■ Set task
Could you copy, word for word, only the lines from the one containing "the dark polo" through the last line of the records below, both included?

■ Raw records
-- BEGIN --

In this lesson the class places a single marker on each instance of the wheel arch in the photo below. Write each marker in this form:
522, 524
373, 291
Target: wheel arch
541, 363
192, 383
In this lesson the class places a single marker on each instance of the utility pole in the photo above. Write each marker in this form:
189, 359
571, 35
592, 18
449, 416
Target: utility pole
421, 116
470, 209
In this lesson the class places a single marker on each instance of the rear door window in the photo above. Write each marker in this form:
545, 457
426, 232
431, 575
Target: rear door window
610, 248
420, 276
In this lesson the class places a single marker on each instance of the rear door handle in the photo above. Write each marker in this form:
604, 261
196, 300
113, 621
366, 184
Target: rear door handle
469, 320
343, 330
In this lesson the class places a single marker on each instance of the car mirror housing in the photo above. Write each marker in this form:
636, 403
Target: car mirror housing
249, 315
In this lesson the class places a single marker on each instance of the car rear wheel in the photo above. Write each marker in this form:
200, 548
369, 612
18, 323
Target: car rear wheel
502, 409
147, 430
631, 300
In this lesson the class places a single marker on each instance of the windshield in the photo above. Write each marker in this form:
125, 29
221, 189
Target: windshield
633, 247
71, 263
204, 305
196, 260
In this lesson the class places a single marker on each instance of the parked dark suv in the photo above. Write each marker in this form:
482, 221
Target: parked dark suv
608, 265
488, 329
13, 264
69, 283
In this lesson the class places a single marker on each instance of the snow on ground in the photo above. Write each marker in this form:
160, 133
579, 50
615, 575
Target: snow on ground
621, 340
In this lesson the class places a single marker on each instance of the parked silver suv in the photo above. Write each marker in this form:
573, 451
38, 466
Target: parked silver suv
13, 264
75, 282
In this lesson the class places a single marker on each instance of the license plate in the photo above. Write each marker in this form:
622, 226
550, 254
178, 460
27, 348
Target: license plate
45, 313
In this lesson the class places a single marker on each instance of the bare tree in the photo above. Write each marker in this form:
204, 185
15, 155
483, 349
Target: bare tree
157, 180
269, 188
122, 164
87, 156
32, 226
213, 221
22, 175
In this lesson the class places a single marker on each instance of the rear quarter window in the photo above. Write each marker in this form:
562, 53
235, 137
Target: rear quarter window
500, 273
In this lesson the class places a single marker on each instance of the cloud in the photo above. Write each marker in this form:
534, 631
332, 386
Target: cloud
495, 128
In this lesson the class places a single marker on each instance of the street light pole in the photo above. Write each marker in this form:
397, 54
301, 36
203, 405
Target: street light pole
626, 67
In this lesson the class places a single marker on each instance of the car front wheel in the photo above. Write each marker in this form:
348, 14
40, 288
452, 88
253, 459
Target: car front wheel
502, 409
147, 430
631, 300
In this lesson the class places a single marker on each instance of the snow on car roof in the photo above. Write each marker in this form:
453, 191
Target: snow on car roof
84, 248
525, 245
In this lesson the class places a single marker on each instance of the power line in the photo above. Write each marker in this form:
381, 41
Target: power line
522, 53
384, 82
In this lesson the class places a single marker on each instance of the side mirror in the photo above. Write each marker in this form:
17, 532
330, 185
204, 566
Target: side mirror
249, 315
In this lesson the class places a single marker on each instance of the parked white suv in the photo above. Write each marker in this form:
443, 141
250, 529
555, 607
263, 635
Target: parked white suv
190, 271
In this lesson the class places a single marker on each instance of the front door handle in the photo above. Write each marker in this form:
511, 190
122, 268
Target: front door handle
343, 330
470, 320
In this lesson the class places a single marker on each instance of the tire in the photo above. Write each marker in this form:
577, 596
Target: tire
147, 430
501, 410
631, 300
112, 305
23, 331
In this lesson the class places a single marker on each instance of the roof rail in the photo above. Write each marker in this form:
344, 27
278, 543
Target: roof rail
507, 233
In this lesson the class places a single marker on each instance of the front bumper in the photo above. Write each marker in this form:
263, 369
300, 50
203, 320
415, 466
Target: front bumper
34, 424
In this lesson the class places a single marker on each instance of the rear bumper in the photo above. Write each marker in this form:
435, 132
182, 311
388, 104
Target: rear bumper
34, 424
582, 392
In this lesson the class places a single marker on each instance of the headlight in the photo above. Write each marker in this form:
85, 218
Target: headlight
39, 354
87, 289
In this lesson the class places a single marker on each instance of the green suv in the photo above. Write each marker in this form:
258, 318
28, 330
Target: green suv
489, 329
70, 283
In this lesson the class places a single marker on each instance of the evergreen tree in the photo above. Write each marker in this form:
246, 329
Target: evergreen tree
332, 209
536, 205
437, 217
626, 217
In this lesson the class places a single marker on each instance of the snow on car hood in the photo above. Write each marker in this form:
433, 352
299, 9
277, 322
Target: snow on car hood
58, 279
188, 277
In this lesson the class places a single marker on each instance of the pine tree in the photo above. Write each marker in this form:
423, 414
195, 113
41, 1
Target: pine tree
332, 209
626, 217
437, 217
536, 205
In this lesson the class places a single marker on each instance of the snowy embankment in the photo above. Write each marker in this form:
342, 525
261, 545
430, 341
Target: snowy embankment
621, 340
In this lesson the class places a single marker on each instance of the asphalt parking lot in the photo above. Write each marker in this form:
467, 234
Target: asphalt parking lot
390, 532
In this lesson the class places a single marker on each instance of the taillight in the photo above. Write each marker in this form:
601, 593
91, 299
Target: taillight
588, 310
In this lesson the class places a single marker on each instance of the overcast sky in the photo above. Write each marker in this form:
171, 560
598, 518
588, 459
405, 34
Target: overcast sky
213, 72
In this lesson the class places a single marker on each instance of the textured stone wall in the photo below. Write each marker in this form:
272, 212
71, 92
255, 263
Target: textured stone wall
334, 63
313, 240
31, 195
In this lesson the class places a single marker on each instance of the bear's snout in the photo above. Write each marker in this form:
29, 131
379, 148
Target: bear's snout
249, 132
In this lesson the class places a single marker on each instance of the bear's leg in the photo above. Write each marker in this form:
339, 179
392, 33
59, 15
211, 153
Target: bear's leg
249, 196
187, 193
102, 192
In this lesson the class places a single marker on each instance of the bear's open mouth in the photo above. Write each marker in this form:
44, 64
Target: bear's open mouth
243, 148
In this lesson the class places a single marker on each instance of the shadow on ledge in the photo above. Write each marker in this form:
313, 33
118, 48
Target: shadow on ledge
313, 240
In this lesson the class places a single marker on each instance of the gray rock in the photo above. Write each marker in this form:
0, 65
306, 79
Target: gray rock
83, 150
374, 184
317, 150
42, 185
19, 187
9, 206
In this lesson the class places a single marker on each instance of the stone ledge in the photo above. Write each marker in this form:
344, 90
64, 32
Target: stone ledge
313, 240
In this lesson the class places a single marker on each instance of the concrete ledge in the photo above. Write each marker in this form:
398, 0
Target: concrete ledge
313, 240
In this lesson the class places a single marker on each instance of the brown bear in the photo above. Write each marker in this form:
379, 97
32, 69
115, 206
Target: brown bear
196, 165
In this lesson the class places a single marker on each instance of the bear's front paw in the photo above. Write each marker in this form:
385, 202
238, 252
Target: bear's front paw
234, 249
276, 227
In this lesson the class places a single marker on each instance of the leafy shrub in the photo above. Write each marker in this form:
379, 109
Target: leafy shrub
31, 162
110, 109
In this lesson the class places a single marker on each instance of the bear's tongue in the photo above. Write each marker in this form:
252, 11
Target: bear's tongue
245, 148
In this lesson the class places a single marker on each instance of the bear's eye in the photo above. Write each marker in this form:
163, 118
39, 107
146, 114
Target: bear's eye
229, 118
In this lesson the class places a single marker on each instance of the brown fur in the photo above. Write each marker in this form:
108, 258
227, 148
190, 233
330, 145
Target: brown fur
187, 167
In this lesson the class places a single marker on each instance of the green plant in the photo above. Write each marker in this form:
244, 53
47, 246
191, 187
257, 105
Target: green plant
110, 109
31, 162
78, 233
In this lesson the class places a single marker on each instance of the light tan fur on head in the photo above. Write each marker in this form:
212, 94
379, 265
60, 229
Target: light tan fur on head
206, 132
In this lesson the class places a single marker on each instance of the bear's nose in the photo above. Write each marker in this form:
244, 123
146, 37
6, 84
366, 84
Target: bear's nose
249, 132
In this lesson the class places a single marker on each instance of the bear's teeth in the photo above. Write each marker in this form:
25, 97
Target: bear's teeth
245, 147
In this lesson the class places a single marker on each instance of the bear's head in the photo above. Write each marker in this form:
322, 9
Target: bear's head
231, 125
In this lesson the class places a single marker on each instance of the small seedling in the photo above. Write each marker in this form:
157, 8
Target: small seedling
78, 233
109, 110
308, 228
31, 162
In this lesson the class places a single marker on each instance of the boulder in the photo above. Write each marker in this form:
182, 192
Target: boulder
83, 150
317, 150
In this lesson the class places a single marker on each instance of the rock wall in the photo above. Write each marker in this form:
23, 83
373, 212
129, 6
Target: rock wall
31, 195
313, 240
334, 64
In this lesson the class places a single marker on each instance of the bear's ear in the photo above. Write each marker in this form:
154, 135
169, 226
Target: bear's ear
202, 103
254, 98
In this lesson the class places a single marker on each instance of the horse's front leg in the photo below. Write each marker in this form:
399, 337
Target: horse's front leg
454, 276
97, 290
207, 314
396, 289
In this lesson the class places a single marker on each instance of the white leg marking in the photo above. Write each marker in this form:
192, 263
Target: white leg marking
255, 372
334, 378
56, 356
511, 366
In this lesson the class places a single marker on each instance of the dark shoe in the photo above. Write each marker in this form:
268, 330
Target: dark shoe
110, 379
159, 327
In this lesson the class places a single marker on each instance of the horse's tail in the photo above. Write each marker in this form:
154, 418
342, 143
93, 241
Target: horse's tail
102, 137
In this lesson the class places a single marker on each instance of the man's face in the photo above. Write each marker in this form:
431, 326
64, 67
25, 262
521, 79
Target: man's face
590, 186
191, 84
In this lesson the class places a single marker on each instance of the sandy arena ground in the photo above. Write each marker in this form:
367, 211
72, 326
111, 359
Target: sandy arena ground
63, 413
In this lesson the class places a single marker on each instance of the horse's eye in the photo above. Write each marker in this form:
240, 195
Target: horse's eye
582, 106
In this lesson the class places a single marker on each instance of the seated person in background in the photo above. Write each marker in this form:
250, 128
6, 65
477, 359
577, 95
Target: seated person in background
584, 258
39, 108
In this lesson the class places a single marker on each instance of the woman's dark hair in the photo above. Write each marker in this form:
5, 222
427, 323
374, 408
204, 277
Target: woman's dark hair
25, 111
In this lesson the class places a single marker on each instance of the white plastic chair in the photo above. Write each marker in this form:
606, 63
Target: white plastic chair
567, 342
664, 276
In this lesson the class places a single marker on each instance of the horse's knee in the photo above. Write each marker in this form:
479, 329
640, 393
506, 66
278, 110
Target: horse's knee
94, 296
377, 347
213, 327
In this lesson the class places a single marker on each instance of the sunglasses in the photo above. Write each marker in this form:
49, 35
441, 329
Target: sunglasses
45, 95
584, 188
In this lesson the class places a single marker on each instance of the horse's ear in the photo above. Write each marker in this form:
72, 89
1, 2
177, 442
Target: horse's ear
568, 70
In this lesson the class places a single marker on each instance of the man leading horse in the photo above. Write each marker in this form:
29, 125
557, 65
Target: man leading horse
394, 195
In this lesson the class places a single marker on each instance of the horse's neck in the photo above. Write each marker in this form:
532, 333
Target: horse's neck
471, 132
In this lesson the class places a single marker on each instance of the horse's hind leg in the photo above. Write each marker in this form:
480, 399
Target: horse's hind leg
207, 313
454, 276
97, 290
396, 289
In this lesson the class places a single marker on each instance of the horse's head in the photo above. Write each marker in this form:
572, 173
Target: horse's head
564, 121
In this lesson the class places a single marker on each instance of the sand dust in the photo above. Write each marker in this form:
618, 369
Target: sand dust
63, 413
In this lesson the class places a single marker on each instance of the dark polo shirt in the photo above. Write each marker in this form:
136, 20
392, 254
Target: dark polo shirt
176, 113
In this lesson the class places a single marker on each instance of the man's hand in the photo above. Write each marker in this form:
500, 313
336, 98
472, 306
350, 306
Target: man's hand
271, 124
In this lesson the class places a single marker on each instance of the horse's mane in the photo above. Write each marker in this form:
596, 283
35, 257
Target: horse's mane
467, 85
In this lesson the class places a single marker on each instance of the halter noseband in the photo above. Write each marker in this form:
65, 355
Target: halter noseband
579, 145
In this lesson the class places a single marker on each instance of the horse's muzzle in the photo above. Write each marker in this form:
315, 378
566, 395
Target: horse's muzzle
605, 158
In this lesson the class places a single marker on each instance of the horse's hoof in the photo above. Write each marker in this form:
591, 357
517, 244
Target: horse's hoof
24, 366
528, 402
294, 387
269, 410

-- END --

■ Response
In this lesson the class places a single marker on each instance of the dark polo shirt in the photo above. Write each marker in this form:
136, 20
392, 254
Target: dark polo shirt
176, 113
In this lesson the class places a single marker on each instance of the man's hand in the photo above. Write each marker in this form:
500, 313
336, 98
472, 306
350, 306
Target: man's hand
271, 124
In this lesson the class places a single marker on each instance of the horse's mane in the photo above. Write each marker in this form:
596, 283
35, 257
Target: horse's mane
467, 85
In this lesson the class places a single marker on each instance of the halter noseband in the photo above. Write each marker in this form:
65, 355
Target: halter noseband
579, 145
In this lesson the class places a single marker on each instance of the horse's muzzle in the photo above. Write each marker in this form:
315, 378
566, 395
Target: horse's muzzle
605, 158
In this lesson the class places a single marker on each instance of the horse's hoof in the photo above. Write each marker in this form:
591, 357
517, 244
Target: horse's hoof
24, 366
528, 402
294, 387
269, 410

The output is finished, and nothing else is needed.